§ **WRITTEN REQUEST**
Please convert every line of the records below into a JSON list of strings, one string per line, leaving out blank lines.
☆ ☆ ☆ ☆
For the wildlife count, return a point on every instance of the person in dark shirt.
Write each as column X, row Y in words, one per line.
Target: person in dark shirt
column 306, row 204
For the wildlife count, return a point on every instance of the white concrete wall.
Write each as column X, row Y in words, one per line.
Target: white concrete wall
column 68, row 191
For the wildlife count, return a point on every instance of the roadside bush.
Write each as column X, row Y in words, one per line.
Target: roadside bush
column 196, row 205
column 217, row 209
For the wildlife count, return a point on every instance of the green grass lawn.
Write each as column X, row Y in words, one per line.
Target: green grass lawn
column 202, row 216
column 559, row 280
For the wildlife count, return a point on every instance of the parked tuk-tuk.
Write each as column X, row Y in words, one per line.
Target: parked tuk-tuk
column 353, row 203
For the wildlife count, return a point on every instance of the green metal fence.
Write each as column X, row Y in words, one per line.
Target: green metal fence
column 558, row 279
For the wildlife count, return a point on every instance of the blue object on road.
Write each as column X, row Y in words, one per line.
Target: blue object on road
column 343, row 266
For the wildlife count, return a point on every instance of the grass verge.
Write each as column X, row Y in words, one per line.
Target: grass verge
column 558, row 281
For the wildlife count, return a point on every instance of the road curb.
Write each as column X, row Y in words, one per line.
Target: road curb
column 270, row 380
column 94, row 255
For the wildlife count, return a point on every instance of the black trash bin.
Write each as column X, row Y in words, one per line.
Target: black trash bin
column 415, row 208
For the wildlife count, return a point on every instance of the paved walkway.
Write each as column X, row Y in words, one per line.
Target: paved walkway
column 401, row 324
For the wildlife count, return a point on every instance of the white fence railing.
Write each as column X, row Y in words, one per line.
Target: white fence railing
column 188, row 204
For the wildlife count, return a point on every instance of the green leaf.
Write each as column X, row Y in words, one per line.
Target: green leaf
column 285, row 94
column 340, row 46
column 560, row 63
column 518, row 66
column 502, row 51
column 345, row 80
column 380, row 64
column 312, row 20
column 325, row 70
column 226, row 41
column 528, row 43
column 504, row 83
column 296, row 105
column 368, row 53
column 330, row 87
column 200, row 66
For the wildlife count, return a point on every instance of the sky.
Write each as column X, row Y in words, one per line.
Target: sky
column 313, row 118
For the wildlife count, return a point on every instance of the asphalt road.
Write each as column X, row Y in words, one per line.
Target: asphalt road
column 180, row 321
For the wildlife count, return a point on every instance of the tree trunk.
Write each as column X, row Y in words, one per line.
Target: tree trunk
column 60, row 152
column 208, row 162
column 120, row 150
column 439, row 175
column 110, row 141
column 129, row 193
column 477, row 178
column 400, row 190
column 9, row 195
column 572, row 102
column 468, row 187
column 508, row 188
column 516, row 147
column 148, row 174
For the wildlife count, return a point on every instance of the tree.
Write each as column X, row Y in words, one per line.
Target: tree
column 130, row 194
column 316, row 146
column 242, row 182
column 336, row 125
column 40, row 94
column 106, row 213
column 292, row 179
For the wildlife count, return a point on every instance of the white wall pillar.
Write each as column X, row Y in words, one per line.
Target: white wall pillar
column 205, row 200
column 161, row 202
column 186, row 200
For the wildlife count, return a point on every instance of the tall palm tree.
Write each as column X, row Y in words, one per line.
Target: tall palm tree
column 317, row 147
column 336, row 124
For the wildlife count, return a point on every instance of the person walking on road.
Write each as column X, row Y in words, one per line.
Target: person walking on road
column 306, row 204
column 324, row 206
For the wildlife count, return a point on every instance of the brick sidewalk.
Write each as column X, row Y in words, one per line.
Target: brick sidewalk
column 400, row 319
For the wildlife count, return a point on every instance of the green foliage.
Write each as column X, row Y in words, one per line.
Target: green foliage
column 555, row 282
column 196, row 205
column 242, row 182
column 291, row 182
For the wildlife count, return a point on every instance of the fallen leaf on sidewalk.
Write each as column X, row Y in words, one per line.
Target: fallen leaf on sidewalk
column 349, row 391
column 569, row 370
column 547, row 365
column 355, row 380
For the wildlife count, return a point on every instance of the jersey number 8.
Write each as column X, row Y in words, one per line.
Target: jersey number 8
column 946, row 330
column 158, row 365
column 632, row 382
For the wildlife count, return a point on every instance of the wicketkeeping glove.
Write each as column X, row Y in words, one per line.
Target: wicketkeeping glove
☆ ☆ ☆ ☆
§ **RESULT OF THE TASK**
[
  "For the wildlife count, return a point on every instance of the person in dark shirt.",
  "Write each as column X, row Y in words, one per line.",
  "Target: person in dark shirt",
  "column 306, row 204",
  "For the wildlife count, return a point on every instance of the white concrete wall.",
  "Write each as column X, row Y in words, one per line.",
  "Target: white concrete wall",
  "column 68, row 191",
  "For the wildlife count, return a point on every instance of the roadside bush.",
  "Write each as column X, row Y in words, one per line.",
  "Target: roadside bush",
  "column 196, row 205",
  "column 217, row 209",
  "For the wildlife count, return a point on every instance of the green grass lawn.",
  "Write each as column X, row Y in words, one per line.",
  "Target: green grass lawn",
  "column 202, row 216",
  "column 559, row 280",
  "For the wildlife count, return a point on every instance of the parked tuk-tuk.",
  "Write each as column X, row Y in words, one per line.",
  "Target: parked tuk-tuk",
  "column 353, row 203",
  "For the wildlife count, return a point on every instance of the green metal fence.",
  "Write each as column X, row Y in words, one per line.",
  "Target: green metal fence",
  "column 558, row 279",
  "For the wildlife count, return a point on every instance of the blue object on road.",
  "Write each as column X, row Y in words, one per line.",
  "Target: blue object on road",
  "column 343, row 266",
  "For the wildlife count, return a point on every instance of the grass verge.",
  "Write each as column X, row Y in words, one per line.",
  "Target: grass verge",
  "column 558, row 281",
  "For the wildlife count, return a point on every instance of the road curb.",
  "Write each as column X, row Y in words, one per line.",
  "Target: road curb",
  "column 270, row 380",
  "column 94, row 255",
  "For the wildlife count, return a point on every instance of the black trash bin.",
  "Write each as column X, row Y in words, one per line.",
  "Target: black trash bin",
  "column 415, row 208",
  "For the wildlife count, return a point on every instance of the paved walkway.",
  "Write each as column X, row Y in words, one per line.",
  "Target: paved walkway",
  "column 401, row 324",
  "For the wildlife count, return a point on every instance of the white fence railing.",
  "Write each as column X, row Y in words, one per line.",
  "Target: white fence railing",
  "column 188, row 204",
  "For the wildlife count, return a point on every instance of the green leaf.",
  "Write each as column X, row Y in words, one per line.",
  "Target: green leaf",
  "column 285, row 94",
  "column 340, row 46",
  "column 560, row 63",
  "column 518, row 66",
  "column 502, row 51",
  "column 345, row 80",
  "column 380, row 64",
  "column 312, row 20",
  "column 325, row 70",
  "column 226, row 41",
  "column 528, row 43",
  "column 504, row 83",
  "column 296, row 105",
  "column 368, row 53",
  "column 330, row 87",
  "column 200, row 66",
  "For the wildlife count, return a point on every instance of the sky.",
  "Write each as column X, row Y in words, one per line.",
  "Target: sky",
  "column 313, row 118",
  "For the wildlife count, return a point on every instance of the asphalt road.",
  "Write each as column X, row Y in words, one per line.",
  "Target: asphalt road",
  "column 180, row 321",
  "For the wildlife count, return a point on every instance of the tree trunk.",
  "Write each as column X, row Y in words, one per line.",
  "Target: tree trunk",
  "column 60, row 152",
  "column 208, row 162",
  "column 120, row 150",
  "column 439, row 175",
  "column 110, row 141",
  "column 129, row 193",
  "column 477, row 178",
  "column 400, row 190",
  "column 9, row 195",
  "column 572, row 102",
  "column 468, row 187",
  "column 508, row 188",
  "column 516, row 147",
  "column 148, row 174",
  "For the wildlife count, return a point on every instance of the tree.",
  "Write each as column X, row Y in words, one per line.",
  "Target: tree",
  "column 130, row 194",
  "column 316, row 146",
  "column 242, row 182",
  "column 336, row 125",
  "column 40, row 94",
  "column 106, row 213",
  "column 292, row 179",
  "For the wildlife count, return a point on every instance of the white wall pillar.",
  "Write each as column X, row Y in words, one per line.",
  "Target: white wall pillar",
  "column 205, row 200",
  "column 161, row 202",
  "column 186, row 200",
  "For the wildlife count, return a point on every instance of the tall palm tree.",
  "Write each as column X, row Y in words, one per line.",
  "Target: tall palm tree",
  "column 317, row 147",
  "column 336, row 124",
  "For the wildlife count, return a point on every instance of the person walking on road.",
  "Write each as column X, row Y in words, one per line.",
  "Target: person walking on road",
  "column 306, row 204",
  "column 324, row 206",
  "For the wildlife count, return a point on every instance of the brick sidewalk.",
  "Write each as column X, row Y in words, one per line.",
  "Target: brick sidewalk",
  "column 400, row 319",
  "For the wildlife count, return a point on every instance of the green foliage.",
  "Write each as column X, row Y in words, one per line.",
  "Target: green foliage",
  "column 555, row 282",
  "column 196, row 205",
  "column 242, row 182",
  "column 291, row 182",
  "For the wildlife count, return a point on every instance of the fallen leaf on sidewalk.",
  "Write each as column X, row Y in words, one per line.",
  "Target: fallen leaf on sidewalk",
  "column 349, row 391",
  "column 569, row 370",
  "column 547, row 365",
  "column 355, row 380",
  "For the wildlife count, return a point on every instance of the jersey number 8.",
  "Write each as column X, row Y in words, one per line.",
  "Target: jersey number 8",
  "column 946, row 330",
  "column 158, row 365",
  "column 632, row 382",
  "For the wildlife count, return a point on every instance of the wicketkeeping glove.",
  "Write each as column X, row Y in words, one per line.",
  "Target: wicketkeeping glove"
]